──────── READING TEXT
McCoy signed on to open five Texas units in June. Why he returned, Russo says, is because the brand didn’t drift over the years, at least where it mattered most. McCoy’s first pizza franchise received product pre-boxed and frozen. Russo’s still makes dishes from scratch, which is one reason it rebranded to Russo’s New York Pizzeria and Italian Kitchen three years ago. It’s a name that reflects a Russo is still calling the shots, and the fact it’s a chef-driven franchise not trying to send foldable pizza to guests as fast as possible. Chicken parmesan, lasagna, baked ziti, fettuccine Alfredo, and other classics are strong menu mix contributors. There are gluten-free items and vegan as well. “We kind of attract a little bit of everybody in the customer base,” Russo says.
Stores place homemade dough in Baker’s Pride and Woodstone deck ovens and Russo brings ingredients back from Italy, where he personally strikes deals with overseas vendors, like olive oil farms. Russo’s requires franchisees train up to six weeks at its home base. Broadly, recipes are the same as they were 30 years ago, from spice mixes to the staples.
────────────────
──────── DATASET EXTRACT
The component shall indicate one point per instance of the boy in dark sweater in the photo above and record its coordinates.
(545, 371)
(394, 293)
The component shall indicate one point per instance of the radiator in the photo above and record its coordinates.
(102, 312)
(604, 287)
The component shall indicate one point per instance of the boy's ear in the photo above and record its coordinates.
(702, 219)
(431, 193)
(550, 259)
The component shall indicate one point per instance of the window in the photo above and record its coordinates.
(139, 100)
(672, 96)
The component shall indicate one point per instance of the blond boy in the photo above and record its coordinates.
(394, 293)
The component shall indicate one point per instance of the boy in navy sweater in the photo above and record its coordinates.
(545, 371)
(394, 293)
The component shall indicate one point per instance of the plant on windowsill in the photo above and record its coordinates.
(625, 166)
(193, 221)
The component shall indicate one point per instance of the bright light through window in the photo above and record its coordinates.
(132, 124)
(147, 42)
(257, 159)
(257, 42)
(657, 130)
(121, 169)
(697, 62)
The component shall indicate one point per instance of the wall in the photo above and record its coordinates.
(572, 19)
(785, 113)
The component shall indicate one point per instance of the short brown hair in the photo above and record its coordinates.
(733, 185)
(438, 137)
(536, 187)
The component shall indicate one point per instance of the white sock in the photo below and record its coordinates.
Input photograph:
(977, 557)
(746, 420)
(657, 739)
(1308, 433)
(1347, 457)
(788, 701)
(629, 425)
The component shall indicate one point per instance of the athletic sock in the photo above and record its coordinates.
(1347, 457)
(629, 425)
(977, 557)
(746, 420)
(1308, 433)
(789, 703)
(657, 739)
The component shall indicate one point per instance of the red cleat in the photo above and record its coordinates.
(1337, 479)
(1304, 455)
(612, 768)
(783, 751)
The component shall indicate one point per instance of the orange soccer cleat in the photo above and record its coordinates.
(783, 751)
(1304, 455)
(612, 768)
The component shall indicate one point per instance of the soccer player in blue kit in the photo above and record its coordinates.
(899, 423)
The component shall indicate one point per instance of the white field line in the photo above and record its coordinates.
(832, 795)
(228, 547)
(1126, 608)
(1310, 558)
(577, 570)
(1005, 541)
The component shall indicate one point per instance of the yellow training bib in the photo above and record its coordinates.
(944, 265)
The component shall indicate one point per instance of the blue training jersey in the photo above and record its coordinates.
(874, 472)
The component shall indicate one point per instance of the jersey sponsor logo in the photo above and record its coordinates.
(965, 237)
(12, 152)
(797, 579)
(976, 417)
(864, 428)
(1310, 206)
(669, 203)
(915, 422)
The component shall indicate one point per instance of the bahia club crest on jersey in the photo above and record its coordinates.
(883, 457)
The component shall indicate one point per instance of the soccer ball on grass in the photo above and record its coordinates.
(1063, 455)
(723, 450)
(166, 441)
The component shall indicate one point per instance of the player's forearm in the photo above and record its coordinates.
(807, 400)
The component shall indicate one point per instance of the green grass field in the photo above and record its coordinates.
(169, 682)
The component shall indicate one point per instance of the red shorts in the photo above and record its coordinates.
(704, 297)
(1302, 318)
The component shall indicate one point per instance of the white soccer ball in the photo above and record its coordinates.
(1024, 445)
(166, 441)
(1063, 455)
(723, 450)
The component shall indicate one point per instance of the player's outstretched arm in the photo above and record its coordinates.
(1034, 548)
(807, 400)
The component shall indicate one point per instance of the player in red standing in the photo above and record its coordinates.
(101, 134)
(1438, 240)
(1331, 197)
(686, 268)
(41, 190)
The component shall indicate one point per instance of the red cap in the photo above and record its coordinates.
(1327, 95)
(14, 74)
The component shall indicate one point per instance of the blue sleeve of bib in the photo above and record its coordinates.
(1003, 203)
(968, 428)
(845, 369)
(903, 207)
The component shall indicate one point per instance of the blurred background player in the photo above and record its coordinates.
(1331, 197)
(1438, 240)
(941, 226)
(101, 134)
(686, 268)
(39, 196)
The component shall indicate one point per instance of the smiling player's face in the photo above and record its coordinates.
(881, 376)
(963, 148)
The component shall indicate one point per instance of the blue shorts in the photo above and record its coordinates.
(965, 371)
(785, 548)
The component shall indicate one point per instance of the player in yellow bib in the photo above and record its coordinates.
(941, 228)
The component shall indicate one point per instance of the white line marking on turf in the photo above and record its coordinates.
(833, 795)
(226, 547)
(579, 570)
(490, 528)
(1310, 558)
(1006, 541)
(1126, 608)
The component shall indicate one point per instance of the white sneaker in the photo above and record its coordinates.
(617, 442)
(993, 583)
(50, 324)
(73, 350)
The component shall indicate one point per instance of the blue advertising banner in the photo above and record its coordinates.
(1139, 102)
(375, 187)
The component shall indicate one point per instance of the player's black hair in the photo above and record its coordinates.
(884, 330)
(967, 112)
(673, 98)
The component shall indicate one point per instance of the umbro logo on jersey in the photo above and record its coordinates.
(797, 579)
────────────────
REQUIRED WORK:
1 > Summarize the passage about Russo's in two sentences.
2 > Reproduce the passage about Russo's word for word, starting with "Stores place homemade" and going on through "to the staples.".

PER-TASK OUTPUTS:
1 > McCoy signed on to open five Texas units because the brand didn't drift where it mattered most: Russo's still makes dishes from scratch, which is one reason it rebranded to Russo's New York Pizzeria and Italian Kitchen. Stores bake homemade dough in deck ovens, Russo brings ingredients back from Italy, franchisees train up to six weeks at the home base, and recipes are broadly the same as they were 30 years ago.

2 >
Stores place homemade dough in Baker’s Pride and Woodstone deck ovens and Russo brings ingredients back from Italy, where he personally strikes deals with overseas vendors, like olive oil farms. Russo’s requires franchisees train up to six weeks at its home base. Broadly, recipes are the same as they were 30 years ago, from spice mixes to the staples.